=== EXTRACTED MATERIAL ===

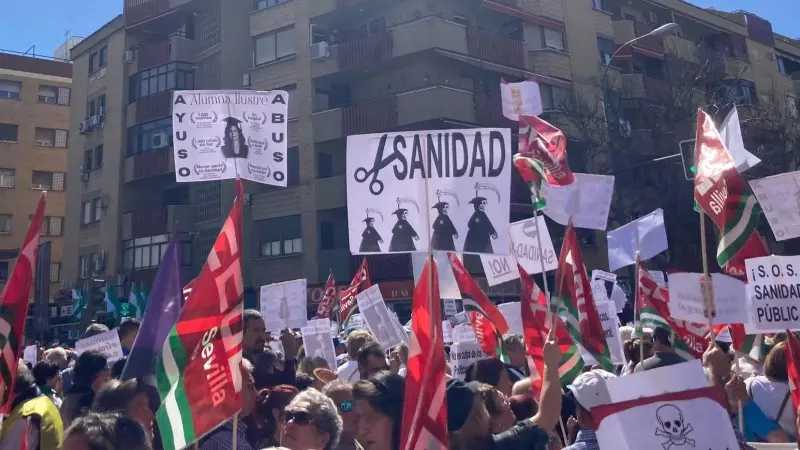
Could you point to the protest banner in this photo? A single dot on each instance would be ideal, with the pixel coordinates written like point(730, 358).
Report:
point(686, 298)
point(106, 343)
point(773, 292)
point(377, 317)
point(779, 196)
point(221, 135)
point(524, 251)
point(317, 340)
point(283, 305)
point(460, 178)
point(593, 194)
point(462, 355)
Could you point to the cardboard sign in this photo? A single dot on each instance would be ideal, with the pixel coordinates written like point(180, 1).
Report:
point(686, 298)
point(106, 343)
point(283, 305)
point(221, 135)
point(449, 188)
point(773, 290)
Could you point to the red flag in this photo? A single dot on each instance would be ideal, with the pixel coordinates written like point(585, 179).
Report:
point(424, 411)
point(473, 297)
point(348, 304)
point(544, 142)
point(326, 304)
point(14, 301)
point(575, 293)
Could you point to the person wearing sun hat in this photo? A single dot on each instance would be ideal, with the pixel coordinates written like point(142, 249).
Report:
point(587, 391)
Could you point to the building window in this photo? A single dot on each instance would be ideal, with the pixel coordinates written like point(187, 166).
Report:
point(5, 223)
point(10, 89)
point(279, 237)
point(275, 45)
point(47, 181)
point(48, 94)
point(553, 39)
point(150, 136)
point(7, 178)
point(8, 132)
point(160, 79)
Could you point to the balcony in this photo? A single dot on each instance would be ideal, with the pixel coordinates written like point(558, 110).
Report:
point(149, 164)
point(638, 86)
point(427, 33)
point(156, 221)
point(627, 30)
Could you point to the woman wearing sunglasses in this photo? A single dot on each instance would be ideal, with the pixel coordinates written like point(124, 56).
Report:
point(341, 392)
point(311, 422)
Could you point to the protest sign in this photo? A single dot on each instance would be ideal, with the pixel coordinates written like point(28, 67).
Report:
point(686, 298)
point(220, 135)
point(377, 317)
point(106, 343)
point(652, 237)
point(513, 314)
point(283, 305)
point(773, 290)
point(462, 355)
point(448, 288)
point(779, 196)
point(593, 193)
point(460, 178)
point(317, 340)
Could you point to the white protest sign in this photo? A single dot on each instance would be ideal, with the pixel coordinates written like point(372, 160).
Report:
point(460, 178)
point(462, 355)
point(283, 305)
point(220, 135)
point(448, 287)
point(594, 194)
point(106, 343)
point(773, 293)
point(318, 342)
point(686, 298)
point(779, 197)
point(377, 317)
point(30, 354)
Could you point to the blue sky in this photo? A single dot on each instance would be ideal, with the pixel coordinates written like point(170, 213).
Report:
point(43, 23)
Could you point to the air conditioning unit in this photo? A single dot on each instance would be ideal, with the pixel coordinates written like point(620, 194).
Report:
point(319, 50)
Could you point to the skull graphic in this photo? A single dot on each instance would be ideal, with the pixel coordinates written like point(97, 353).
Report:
point(673, 427)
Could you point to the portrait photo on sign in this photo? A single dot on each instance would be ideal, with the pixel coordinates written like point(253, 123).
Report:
point(220, 135)
point(447, 187)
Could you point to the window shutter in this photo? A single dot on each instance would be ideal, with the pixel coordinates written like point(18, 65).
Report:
point(58, 181)
point(63, 96)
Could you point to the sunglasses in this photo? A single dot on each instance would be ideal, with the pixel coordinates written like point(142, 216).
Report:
point(298, 417)
point(346, 406)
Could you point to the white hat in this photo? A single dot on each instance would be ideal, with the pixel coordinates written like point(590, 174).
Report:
point(590, 390)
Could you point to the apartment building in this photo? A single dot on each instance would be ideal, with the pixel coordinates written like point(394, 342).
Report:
point(364, 66)
point(35, 96)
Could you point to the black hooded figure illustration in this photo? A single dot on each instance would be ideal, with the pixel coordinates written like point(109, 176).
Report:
point(403, 235)
point(234, 143)
point(370, 238)
point(480, 229)
point(443, 229)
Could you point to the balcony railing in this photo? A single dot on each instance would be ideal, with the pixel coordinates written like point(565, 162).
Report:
point(364, 50)
point(370, 116)
point(494, 47)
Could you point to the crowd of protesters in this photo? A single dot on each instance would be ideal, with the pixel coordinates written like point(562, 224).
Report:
point(299, 403)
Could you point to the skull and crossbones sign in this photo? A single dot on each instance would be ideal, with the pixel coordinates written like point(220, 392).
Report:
point(673, 427)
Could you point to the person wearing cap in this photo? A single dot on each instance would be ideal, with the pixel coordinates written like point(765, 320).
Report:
point(234, 144)
point(663, 353)
point(587, 391)
point(468, 420)
point(443, 229)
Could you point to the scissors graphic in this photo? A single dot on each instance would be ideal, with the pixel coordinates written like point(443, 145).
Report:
point(361, 174)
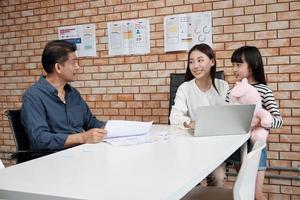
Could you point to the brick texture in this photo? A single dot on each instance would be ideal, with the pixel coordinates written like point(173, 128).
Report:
point(137, 87)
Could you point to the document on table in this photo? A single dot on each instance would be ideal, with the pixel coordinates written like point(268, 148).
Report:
point(122, 128)
point(140, 139)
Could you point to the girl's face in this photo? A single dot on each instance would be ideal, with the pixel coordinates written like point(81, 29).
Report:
point(242, 70)
point(200, 64)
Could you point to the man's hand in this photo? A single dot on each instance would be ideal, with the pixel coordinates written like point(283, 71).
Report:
point(91, 136)
point(94, 135)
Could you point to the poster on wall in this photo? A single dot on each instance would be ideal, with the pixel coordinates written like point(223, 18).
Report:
point(183, 31)
point(82, 35)
point(128, 37)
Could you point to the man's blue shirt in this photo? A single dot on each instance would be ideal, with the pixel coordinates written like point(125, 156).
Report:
point(48, 121)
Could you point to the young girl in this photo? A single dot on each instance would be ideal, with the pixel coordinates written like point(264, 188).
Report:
point(200, 89)
point(247, 63)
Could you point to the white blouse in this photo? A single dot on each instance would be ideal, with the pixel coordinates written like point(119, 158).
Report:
point(189, 97)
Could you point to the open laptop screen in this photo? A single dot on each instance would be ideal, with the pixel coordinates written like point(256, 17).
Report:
point(223, 120)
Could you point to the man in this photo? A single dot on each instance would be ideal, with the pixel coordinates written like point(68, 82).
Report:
point(53, 113)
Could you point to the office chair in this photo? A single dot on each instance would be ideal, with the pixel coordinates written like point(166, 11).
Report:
point(244, 186)
point(23, 150)
point(177, 79)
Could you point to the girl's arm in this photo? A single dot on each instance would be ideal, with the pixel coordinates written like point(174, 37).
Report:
point(179, 110)
point(269, 103)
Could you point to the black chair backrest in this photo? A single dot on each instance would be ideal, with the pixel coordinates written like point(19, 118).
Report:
point(177, 79)
point(20, 137)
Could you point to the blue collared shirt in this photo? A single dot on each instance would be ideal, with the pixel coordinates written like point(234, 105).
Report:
point(48, 121)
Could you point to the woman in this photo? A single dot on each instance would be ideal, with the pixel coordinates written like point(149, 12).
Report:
point(199, 89)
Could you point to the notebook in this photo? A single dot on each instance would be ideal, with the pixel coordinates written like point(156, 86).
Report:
point(223, 120)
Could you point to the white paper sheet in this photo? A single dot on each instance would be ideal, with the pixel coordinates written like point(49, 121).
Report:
point(122, 128)
point(183, 31)
point(128, 37)
point(135, 140)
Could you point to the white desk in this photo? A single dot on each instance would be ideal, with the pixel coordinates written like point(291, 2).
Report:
point(163, 170)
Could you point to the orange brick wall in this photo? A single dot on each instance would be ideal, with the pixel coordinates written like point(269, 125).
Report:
point(137, 87)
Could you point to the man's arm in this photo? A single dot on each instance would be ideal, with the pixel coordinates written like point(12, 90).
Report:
point(34, 120)
point(91, 136)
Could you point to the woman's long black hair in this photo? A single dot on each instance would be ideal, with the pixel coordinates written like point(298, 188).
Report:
point(207, 50)
point(252, 56)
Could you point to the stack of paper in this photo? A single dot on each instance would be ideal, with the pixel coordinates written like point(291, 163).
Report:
point(122, 128)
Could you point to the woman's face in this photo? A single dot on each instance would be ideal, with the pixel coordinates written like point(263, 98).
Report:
point(200, 64)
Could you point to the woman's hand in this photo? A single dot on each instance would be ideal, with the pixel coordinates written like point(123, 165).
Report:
point(189, 125)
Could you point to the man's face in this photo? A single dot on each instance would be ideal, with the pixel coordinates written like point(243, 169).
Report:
point(69, 68)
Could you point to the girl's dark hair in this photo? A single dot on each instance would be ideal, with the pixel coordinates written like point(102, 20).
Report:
point(252, 57)
point(207, 50)
point(56, 51)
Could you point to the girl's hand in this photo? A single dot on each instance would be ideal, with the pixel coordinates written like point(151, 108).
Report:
point(189, 125)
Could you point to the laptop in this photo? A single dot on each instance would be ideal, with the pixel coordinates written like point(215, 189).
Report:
point(223, 120)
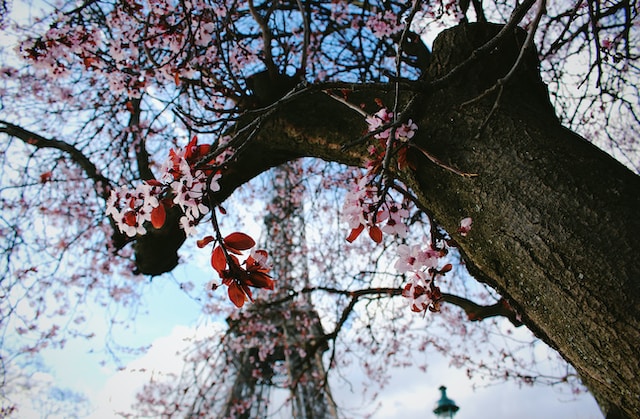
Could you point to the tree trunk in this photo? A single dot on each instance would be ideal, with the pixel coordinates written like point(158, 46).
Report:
point(555, 220)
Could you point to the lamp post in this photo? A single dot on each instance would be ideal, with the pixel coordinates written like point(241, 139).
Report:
point(445, 407)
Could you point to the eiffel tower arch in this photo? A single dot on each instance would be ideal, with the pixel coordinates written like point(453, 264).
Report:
point(288, 360)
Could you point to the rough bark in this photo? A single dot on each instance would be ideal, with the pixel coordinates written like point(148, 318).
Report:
point(555, 219)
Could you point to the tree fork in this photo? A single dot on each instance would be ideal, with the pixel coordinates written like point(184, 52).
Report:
point(555, 218)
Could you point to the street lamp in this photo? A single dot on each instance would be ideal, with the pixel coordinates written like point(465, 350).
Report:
point(445, 407)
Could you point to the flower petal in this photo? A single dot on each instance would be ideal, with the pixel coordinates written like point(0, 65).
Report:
point(158, 216)
point(376, 234)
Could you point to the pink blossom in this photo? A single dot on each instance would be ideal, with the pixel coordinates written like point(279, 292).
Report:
point(465, 226)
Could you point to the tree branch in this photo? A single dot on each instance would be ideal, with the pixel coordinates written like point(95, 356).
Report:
point(103, 185)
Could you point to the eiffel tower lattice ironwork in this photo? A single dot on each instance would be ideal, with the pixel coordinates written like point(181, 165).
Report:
point(289, 357)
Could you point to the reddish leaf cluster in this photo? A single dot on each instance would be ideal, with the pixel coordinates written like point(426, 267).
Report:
point(192, 153)
point(234, 275)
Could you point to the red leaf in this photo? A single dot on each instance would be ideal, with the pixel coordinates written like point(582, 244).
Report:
point(45, 177)
point(218, 261)
point(355, 233)
point(446, 268)
point(130, 218)
point(190, 148)
point(158, 216)
point(204, 241)
point(376, 234)
point(236, 294)
point(260, 279)
point(239, 241)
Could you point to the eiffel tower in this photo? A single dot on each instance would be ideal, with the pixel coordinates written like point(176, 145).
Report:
point(290, 327)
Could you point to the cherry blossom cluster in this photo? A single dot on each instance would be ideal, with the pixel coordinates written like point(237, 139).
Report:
point(384, 24)
point(384, 117)
point(239, 276)
point(422, 265)
point(364, 207)
point(180, 184)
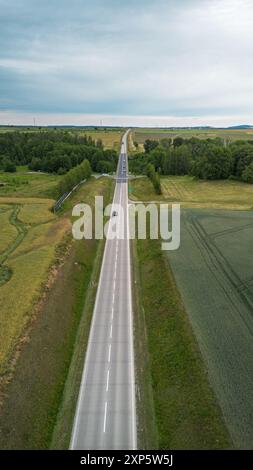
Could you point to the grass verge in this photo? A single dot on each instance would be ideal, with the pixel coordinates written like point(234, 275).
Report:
point(186, 411)
point(32, 402)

===

* WORK REQUIRED
Swap "this photo" for "this image" in the material from the line holding "Could you point to the cherry" through the end, inclusive, and change nothing else. Leave the pictures out of your answer.

* FINAL RESULT
Could you point to the cherry blossom cluster in this image? A single dot on each instance would be ideal, with the pixel coordinates written like point(237, 139).
Report:
point(384, 24)
point(384, 117)
point(239, 276)
point(422, 265)
point(364, 207)
point(180, 184)
Could you point to the grass verge in this image? A single dot on each instance would be ideal, with the pixel coordinates written like point(234, 275).
Report:
point(186, 411)
point(32, 402)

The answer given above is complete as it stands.